* Assigned task *
How does the data below read from its first line through the line containing "box: [233, 177, 287, 248]"? Print those lines exactly.

* Records supplied *
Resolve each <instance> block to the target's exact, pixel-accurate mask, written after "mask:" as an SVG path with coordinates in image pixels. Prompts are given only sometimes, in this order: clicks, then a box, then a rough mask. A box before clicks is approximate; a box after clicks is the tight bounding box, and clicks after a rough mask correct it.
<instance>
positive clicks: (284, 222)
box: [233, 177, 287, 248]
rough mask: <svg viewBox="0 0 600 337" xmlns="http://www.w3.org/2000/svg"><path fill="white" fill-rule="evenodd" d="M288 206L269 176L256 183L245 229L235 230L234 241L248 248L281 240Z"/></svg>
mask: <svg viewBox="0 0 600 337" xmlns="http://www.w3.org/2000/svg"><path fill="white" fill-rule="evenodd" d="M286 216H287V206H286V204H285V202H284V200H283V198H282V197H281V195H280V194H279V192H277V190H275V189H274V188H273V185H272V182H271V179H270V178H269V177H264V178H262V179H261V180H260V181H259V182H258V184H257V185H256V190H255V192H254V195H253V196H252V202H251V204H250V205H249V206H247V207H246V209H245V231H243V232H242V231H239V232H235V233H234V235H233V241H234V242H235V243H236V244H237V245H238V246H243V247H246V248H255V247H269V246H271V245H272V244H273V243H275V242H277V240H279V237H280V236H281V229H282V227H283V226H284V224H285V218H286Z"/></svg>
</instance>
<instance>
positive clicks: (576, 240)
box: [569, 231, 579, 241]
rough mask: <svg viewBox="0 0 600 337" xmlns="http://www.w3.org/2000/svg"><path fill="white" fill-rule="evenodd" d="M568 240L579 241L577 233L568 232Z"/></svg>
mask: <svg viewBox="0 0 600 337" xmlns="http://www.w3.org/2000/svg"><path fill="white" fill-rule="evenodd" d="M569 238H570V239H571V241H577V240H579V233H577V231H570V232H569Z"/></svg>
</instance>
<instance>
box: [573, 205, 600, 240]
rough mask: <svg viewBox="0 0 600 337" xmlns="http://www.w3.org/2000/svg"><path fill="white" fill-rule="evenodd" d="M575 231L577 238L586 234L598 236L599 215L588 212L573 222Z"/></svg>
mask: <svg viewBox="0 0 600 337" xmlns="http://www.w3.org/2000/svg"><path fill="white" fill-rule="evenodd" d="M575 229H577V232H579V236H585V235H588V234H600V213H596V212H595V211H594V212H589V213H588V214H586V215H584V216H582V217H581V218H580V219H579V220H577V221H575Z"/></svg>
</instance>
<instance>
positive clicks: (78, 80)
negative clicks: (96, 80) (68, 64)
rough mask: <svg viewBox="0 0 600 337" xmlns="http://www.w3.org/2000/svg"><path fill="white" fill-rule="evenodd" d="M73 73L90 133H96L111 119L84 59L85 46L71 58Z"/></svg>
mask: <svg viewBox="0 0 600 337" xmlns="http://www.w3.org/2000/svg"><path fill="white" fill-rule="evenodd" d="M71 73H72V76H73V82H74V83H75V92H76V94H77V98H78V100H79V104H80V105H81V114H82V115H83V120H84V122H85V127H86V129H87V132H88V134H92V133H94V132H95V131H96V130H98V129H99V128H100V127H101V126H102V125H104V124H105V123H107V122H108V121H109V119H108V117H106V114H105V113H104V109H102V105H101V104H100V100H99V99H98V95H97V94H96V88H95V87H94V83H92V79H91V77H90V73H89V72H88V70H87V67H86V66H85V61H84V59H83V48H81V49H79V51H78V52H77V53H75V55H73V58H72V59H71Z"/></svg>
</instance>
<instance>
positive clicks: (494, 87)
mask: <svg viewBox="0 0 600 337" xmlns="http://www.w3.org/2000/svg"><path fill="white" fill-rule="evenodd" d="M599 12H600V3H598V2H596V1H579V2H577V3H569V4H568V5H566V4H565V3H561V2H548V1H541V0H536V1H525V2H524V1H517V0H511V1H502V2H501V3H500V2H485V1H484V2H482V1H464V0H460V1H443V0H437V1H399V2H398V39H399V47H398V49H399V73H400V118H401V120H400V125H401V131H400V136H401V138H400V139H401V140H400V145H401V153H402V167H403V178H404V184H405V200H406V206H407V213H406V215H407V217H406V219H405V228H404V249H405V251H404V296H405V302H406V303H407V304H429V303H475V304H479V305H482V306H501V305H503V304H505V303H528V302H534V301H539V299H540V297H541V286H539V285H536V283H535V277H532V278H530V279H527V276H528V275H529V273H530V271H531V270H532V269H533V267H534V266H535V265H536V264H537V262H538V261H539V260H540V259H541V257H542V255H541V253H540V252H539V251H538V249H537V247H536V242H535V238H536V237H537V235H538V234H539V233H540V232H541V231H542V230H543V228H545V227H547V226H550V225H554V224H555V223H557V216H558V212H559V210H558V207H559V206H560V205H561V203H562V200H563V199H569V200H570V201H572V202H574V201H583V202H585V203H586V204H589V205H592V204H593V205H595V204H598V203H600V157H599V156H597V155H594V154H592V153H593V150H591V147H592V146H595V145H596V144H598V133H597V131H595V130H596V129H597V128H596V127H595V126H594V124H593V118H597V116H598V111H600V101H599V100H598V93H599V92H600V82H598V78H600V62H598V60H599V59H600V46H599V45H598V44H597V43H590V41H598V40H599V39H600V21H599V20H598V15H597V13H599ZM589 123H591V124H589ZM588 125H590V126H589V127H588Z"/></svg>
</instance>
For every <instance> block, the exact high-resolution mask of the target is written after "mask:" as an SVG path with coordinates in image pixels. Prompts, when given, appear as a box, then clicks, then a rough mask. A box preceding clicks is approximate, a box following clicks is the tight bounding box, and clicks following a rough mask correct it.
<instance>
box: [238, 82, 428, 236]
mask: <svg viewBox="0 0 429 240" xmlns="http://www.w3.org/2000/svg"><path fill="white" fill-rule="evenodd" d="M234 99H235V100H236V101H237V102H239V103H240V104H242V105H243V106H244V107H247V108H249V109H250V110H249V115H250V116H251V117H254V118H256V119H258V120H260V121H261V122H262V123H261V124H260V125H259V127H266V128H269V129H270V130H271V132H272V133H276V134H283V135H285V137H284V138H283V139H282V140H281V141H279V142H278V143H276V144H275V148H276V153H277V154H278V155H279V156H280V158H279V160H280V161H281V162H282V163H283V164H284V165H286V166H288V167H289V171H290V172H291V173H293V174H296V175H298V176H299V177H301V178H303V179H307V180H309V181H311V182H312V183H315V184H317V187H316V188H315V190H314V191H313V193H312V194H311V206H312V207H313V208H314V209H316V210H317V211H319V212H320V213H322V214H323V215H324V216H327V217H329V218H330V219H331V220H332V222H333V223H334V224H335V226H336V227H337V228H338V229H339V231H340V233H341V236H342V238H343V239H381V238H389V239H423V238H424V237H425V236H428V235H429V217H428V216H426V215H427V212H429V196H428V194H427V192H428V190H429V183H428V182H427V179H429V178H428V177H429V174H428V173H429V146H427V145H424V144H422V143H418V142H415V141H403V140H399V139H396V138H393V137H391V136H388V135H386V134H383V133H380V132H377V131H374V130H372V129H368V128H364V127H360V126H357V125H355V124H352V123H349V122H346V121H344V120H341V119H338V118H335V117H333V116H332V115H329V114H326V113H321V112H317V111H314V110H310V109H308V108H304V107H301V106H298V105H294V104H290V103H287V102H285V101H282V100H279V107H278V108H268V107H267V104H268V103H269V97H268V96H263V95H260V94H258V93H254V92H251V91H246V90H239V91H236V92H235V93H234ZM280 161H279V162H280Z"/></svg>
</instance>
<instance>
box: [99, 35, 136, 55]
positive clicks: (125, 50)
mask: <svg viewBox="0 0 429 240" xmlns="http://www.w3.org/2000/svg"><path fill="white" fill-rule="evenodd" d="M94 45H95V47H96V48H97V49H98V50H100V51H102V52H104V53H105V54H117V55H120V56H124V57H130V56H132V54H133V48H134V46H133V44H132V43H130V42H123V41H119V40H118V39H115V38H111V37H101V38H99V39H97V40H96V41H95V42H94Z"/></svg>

* Answer to the problem *
Resolve each <instance> block to the target's exact, pixel-accurate mask, written after "mask:" as an SVG path with coordinates in image pixels. Prompts are given only sometimes, in this order: clicks, then a box, then a rough mask. A box before clicks is approximate; a box after clicks is the tight bounding box, and clicks after a rough mask correct it.
<instance>
positive clicks: (284, 222)
box: [233, 177, 287, 248]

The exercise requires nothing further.